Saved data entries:
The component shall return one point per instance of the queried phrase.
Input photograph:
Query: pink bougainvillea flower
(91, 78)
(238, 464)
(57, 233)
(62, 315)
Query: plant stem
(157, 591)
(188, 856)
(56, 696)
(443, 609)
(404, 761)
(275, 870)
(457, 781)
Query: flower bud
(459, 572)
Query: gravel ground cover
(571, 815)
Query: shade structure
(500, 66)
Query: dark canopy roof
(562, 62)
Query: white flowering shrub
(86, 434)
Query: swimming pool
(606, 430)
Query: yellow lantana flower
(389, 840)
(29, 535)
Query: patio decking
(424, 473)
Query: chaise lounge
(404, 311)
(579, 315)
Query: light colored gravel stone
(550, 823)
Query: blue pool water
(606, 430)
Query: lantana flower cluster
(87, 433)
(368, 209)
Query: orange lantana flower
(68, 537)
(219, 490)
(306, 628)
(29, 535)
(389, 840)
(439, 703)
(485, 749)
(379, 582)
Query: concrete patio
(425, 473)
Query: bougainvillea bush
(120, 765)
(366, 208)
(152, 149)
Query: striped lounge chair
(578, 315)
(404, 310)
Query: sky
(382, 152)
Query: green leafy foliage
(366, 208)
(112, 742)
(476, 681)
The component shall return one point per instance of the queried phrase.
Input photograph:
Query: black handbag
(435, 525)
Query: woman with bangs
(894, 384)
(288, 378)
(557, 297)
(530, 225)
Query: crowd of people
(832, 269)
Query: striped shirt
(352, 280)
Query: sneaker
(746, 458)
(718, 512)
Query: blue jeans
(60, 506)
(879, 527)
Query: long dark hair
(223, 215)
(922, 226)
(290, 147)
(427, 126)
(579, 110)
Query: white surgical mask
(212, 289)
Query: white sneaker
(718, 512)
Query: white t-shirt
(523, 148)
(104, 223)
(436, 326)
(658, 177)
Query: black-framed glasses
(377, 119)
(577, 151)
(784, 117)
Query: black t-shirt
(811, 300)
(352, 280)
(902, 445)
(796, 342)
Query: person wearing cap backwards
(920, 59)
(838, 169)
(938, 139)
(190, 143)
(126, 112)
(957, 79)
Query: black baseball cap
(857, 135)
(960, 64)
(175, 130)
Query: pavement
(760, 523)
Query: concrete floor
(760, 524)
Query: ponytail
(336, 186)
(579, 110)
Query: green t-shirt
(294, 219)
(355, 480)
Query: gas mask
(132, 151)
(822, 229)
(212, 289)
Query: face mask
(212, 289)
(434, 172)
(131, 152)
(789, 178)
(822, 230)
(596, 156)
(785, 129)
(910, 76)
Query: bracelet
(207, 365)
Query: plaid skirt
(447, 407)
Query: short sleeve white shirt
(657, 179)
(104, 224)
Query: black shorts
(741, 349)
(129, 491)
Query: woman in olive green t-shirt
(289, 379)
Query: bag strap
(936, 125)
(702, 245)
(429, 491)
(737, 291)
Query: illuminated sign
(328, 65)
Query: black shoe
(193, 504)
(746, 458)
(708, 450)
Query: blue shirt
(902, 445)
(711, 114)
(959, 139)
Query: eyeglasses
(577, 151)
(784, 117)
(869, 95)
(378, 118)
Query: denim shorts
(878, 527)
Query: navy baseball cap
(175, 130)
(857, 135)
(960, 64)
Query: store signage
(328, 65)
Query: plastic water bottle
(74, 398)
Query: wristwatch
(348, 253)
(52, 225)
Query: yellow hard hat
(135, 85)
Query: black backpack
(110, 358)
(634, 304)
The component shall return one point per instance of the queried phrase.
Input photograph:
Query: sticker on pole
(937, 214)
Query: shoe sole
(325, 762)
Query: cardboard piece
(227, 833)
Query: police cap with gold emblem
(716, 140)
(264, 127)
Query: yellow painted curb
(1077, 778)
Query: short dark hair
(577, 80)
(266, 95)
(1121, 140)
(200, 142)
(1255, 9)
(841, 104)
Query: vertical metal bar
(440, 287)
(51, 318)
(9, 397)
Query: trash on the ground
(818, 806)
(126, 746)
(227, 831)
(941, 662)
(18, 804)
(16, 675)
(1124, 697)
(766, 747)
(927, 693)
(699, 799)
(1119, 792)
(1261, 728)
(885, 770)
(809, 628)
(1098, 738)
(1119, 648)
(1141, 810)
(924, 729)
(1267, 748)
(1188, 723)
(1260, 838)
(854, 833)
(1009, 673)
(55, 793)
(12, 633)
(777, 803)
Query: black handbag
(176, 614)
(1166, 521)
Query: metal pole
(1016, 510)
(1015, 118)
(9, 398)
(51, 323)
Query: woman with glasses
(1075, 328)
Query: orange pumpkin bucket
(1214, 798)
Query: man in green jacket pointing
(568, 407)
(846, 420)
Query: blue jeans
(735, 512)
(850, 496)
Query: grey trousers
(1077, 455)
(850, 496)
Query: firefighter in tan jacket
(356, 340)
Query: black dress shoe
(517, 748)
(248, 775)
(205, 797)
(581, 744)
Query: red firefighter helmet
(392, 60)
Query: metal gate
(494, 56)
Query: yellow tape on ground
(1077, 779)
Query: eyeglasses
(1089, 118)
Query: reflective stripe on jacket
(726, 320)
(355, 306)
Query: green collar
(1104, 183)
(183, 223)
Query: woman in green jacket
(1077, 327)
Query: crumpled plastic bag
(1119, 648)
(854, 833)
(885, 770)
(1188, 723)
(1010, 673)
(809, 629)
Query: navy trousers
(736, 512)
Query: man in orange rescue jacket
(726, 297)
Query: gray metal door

==

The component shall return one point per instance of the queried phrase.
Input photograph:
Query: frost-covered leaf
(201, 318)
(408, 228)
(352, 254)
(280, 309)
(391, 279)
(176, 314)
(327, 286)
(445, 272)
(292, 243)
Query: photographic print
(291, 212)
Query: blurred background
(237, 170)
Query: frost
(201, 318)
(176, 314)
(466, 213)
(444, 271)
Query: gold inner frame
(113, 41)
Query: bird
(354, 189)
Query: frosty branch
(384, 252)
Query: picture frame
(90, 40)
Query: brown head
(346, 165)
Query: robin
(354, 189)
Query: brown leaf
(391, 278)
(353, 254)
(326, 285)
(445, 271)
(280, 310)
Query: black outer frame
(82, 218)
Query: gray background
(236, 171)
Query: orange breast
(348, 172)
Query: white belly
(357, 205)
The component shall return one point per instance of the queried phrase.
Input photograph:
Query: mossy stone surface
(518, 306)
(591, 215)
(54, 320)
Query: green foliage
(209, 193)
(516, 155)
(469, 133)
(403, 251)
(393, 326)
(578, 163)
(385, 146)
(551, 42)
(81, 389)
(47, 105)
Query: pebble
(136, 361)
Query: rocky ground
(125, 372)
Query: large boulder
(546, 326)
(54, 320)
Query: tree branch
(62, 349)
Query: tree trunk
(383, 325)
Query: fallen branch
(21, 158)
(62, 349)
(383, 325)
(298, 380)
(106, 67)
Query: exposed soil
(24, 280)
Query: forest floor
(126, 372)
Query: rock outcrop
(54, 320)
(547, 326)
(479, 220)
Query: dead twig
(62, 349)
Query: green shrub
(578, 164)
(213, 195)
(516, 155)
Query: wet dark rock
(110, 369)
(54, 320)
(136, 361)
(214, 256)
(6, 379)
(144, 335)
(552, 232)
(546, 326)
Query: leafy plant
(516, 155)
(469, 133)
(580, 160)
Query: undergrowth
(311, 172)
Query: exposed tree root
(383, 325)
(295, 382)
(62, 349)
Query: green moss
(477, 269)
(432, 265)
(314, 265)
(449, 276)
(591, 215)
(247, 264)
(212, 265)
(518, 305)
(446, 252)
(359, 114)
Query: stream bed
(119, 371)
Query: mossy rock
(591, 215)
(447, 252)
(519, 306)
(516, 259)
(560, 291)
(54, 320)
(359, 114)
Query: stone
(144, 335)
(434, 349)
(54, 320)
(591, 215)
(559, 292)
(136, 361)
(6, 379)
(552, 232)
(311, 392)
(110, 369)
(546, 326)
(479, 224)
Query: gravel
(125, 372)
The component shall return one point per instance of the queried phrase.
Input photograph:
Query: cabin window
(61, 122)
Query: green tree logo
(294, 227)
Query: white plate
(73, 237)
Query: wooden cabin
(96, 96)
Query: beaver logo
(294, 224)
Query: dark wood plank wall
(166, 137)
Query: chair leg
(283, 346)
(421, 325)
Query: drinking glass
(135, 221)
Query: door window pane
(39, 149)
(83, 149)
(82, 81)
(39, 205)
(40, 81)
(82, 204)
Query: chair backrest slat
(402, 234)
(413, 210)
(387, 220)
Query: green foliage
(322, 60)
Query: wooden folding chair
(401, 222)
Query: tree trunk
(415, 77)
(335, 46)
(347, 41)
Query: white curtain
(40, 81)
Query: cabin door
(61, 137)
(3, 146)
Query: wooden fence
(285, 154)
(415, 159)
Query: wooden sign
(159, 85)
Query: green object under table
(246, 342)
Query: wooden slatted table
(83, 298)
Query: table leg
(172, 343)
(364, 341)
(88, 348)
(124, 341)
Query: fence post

TASK GOAL:
Start with the line above that contains "Query: red firefighter helmet" and stop after the line that contains "Query: gray metal door". Output those lines exactly, and only those.

WRITTEN REPLY:
Query: red firefighter helmet
(392, 60)
Query: metal gate
(494, 56)
Query: yellow tape on ground
(1077, 779)
Query: eyeglasses
(1089, 118)
Query: reflective stripe on jacket
(726, 320)
(355, 306)
Query: green collar
(1104, 183)
(183, 223)
Query: woman in green jacket
(1077, 327)
Query: crumpled plastic bag
(1119, 648)
(854, 833)
(885, 770)
(1188, 723)
(1010, 673)
(809, 629)
Query: navy trousers
(736, 512)
Query: man in orange rescue jacket
(726, 297)
Query: gray metal door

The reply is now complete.